◆ **Exercise details**:
Convert the entire listing below into a JSON array of strings, one string per line, leaving out any blank lines.

==== Data rows

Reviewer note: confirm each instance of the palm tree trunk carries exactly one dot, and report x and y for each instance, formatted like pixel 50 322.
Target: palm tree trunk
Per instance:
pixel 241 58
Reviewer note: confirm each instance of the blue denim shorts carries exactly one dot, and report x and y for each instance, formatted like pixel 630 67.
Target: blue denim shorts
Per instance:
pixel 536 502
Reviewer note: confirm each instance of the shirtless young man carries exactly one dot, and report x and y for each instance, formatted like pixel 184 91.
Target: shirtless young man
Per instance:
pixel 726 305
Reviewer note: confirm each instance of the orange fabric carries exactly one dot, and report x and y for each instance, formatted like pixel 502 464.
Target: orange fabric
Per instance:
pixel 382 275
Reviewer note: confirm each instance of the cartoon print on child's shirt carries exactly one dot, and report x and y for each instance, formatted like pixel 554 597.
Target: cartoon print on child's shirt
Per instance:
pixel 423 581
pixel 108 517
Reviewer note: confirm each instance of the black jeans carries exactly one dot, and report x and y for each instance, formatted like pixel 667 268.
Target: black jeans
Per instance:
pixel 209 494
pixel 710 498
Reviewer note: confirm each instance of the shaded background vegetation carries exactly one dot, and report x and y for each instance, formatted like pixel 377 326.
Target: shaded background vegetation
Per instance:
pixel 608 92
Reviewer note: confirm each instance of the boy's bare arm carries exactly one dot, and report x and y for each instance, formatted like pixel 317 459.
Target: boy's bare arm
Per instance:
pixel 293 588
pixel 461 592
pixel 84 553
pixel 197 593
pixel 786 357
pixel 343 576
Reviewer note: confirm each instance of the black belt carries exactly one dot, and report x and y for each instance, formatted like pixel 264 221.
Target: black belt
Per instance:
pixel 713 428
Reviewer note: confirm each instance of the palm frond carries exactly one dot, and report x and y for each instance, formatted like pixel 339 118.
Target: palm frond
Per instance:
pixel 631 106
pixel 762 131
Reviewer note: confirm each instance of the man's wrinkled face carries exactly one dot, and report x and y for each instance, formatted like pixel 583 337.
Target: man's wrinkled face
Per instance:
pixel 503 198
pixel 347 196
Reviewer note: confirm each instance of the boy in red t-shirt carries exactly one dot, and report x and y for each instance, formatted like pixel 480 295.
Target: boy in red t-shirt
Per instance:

========

◆ **Response below**:
[
  "Reviewer note: confirm each instance of the palm tree trunk carries exactly one dot, and report x and y for each instance, formatted like pixel 50 322.",
  "Target: palm tree trunk",
  "Per instance:",
  "pixel 241 58",
  "Reviewer note: confirm each instance of the blue denim shorts carries exactly one dot, and report x and y for each instance, formatted like pixel 630 67.",
  "Target: blue denim shorts",
  "Per instance:",
  "pixel 536 502",
  "Reviewer note: confirm each instance of the shirtless young man carries exactly one dot, and report x and y for each instance, formatted like pixel 184 91.",
  "Target: shirtless young man",
  "Per instance:",
  "pixel 726 305",
  "Reviewer note: confirm each instance of the orange fabric carries exactly one dot, and report x and y for each instance, formatted like pixel 502 464.",
  "Target: orange fabric",
  "Per instance:",
  "pixel 382 275",
  "Reviewer note: confirm each instance of the cartoon print on child's shirt carries exactly one dot, and report x and y for each instance, formatted like pixel 554 597.",
  "Target: cartoon print on child's shirt",
  "Per instance:",
  "pixel 423 581",
  "pixel 108 517",
  "Reviewer note: confirm each instance of the black jeans carries exactly one dot, and report x and y for each instance, formatted like pixel 667 268.",
  "Target: black jeans",
  "Per instance:",
  "pixel 209 494",
  "pixel 710 498",
  "Reviewer note: confirm each instance of the shaded background vegetation carries exactly one dot, and report x and y for each instance, formatted like pixel 377 326.",
  "Target: shaded background vegetation",
  "Per instance:",
  "pixel 608 92",
  "Reviewer note: confirm each instance of the boy's bare arm carries exactly one dot, and report x and y for each instance, formatted like pixel 317 459.",
  "Target: boy's bare arm",
  "Per instance:",
  "pixel 293 588",
  "pixel 461 592",
  "pixel 84 553",
  "pixel 197 593",
  "pixel 786 357",
  "pixel 343 576",
  "Reviewer note: confirm each instance of the black belt carries exactly one dot, and report x and y for each instance, formatted like pixel 264 221.",
  "Target: black belt",
  "Per instance:",
  "pixel 713 428",
  "Reviewer note: confirm each instance of the palm frond carries exactly one dot, and report x and y for each instance, formatted like pixel 339 118.",
  "Target: palm frond",
  "Per instance:",
  "pixel 631 106",
  "pixel 762 131",
  "Reviewer note: confirm each instance of the man's wrinkled face carries exactly one dot, and report x and y for each instance, formatted like pixel 583 337.",
  "Target: man's wrinkled face",
  "Per instance:",
  "pixel 503 198",
  "pixel 347 196",
  "Reviewer note: confirm each instance of the boy in red t-shirt carries exactly one dot, and report x and y for each instance, formatted like pixel 480 295.",
  "Target: boy in red t-shirt",
  "Per instance:"
]